■ Text to read:
-=-=-

If anyone else has a splitter they could bring, that would also help. 




Domannhal, thanks for the update. Have a great time abroad in Gambia. :wink:  

See you all soon.
Norm


----------



## Jezport (Jun 19, 2008)

Is anyone else bringing children?


----------



## UncleNorm (May 1, 2005)

Jezport said:


> Is anyone else bringing children?


Jessica will be there for some of the time. Our daughter Katie (as in cousinkatie), aged 30, might make an appearance... :roll:

Is that it... sounds like an adult only rally. It could be though, that we invite our two grandsons ( 10 & 8 ) to spend some time with us. Yet to be arranged.


----------



## suedew (May 10, 2005)

Jezport said:


> Is anyone else bringing children?


Does John count :lol: :lol: :lol: :lol: 
Sue


----------



## cousinkatie (Sep 3, 2009)

WOW!!! It's so nice to still be classed as a child at the age of 30! Does that mean I can still rely on my parents (Unclenorm and Auntiesandra) to pay for my alcohol?!!

-=-=-

■ Excerpted data:
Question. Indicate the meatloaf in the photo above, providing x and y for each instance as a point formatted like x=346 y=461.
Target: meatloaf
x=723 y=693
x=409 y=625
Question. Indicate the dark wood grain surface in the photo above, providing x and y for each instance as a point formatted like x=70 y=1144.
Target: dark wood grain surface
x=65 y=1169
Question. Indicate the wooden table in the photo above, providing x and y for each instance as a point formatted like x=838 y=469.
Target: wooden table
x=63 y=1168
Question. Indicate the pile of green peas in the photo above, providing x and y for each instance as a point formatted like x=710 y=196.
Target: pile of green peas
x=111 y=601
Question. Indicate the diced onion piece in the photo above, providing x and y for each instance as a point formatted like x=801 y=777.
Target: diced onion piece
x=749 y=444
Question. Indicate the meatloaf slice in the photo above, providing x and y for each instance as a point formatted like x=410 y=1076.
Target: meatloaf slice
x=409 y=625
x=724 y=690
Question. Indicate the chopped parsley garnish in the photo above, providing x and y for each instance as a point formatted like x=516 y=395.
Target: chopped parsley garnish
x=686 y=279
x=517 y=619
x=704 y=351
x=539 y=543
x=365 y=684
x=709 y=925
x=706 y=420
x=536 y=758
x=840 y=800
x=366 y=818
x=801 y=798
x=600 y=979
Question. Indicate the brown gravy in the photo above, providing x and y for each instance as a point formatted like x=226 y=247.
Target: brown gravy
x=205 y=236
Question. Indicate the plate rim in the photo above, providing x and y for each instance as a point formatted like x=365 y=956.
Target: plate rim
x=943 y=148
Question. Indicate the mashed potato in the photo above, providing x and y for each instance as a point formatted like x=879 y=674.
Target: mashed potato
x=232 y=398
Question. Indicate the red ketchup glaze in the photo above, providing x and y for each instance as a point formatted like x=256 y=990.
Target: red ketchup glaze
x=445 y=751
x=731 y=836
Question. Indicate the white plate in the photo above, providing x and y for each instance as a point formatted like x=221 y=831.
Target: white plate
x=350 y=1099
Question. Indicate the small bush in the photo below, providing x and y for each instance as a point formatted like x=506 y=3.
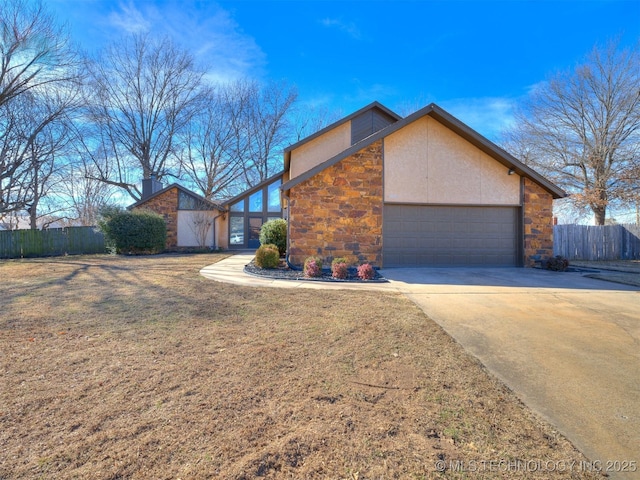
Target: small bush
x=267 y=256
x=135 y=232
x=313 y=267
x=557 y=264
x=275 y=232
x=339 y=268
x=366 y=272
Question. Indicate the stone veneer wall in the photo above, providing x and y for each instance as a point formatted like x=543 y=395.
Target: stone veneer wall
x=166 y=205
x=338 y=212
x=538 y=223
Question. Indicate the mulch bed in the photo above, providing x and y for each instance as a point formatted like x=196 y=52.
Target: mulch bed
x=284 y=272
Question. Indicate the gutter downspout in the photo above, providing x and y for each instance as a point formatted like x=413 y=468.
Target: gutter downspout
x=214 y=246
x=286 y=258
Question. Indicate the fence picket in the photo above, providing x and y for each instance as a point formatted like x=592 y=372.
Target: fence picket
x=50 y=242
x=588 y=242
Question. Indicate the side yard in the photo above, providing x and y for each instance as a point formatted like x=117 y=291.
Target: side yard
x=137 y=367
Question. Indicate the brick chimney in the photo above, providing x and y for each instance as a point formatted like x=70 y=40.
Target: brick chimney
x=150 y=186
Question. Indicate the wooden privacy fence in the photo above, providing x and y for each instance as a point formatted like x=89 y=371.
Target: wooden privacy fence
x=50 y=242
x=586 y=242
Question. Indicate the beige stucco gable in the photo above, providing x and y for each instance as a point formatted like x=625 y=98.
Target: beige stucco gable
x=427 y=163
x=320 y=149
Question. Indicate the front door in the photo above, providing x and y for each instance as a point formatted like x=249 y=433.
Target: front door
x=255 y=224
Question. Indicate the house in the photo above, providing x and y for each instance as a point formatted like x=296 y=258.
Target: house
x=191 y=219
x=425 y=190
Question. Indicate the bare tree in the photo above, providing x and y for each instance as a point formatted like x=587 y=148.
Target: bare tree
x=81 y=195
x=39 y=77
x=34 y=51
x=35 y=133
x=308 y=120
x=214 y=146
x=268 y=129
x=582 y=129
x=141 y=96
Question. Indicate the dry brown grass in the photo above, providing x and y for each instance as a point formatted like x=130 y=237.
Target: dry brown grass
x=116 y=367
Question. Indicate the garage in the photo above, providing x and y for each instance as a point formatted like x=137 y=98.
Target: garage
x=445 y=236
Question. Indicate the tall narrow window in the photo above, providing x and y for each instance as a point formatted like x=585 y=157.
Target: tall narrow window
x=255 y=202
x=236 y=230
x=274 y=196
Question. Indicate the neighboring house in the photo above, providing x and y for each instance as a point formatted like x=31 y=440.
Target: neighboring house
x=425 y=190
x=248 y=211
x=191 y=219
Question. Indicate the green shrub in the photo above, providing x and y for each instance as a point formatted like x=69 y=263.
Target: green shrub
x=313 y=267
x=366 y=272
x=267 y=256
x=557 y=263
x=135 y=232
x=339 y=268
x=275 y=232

-=-=-

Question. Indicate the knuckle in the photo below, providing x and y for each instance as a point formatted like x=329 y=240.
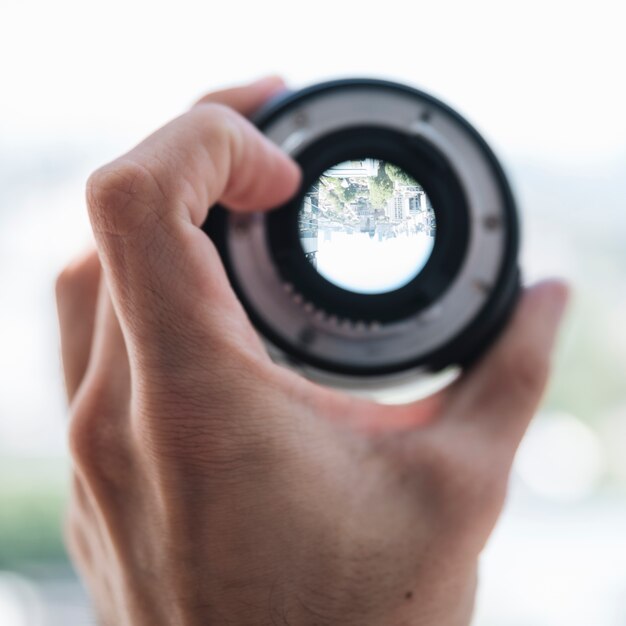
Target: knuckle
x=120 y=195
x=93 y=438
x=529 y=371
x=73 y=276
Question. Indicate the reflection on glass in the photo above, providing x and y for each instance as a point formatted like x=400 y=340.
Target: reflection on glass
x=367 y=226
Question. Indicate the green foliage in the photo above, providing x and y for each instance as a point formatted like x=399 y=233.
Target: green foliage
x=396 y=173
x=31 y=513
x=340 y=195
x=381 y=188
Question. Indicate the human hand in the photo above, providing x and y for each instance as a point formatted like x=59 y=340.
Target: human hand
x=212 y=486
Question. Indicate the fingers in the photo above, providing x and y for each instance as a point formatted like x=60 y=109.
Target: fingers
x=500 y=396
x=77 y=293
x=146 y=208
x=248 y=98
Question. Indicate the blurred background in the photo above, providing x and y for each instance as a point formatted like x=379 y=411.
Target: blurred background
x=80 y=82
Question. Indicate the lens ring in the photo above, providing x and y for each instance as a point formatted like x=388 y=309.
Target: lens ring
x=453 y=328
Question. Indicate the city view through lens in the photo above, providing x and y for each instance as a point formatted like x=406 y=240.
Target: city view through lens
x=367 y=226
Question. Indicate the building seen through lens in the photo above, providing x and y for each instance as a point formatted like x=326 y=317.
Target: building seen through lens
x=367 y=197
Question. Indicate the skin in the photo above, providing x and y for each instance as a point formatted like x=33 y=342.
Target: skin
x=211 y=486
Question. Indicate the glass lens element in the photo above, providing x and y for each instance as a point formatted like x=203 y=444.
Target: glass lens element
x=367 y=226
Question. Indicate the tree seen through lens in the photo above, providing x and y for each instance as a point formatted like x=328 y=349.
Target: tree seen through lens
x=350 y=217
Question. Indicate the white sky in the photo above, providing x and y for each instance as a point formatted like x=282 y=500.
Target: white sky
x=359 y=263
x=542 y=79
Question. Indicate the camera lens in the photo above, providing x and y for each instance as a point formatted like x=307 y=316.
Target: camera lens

-=-=-

■ Directive A:
Answer from the rally thread:
(i) Which country is Domannhal traveling to?
(ii) How old is Katie?
(iii) How old are the two grandsons?
■ Directive B: List the usernames that head individual posts in the rally thread.
■ Directive C: Reproduce everything in the rally thread from "Is that it..." down to "(May 10, 2005)".
The records come from a different source than the rally thread.

■ Exercise response A:
(i) Gambia
(ii) 30
(iii) 10 and 8

■ Exercise response B: Jezport, UncleNorm, suedew, cousinkatie

■ Exercise response C:
Is that it... sounds like an adult only rally. It could be though, that we invite our two grandsons ( 10 & 8 ) to spend some time with us. Yet to be arranged.


----------



## suedew (May 10, 2005)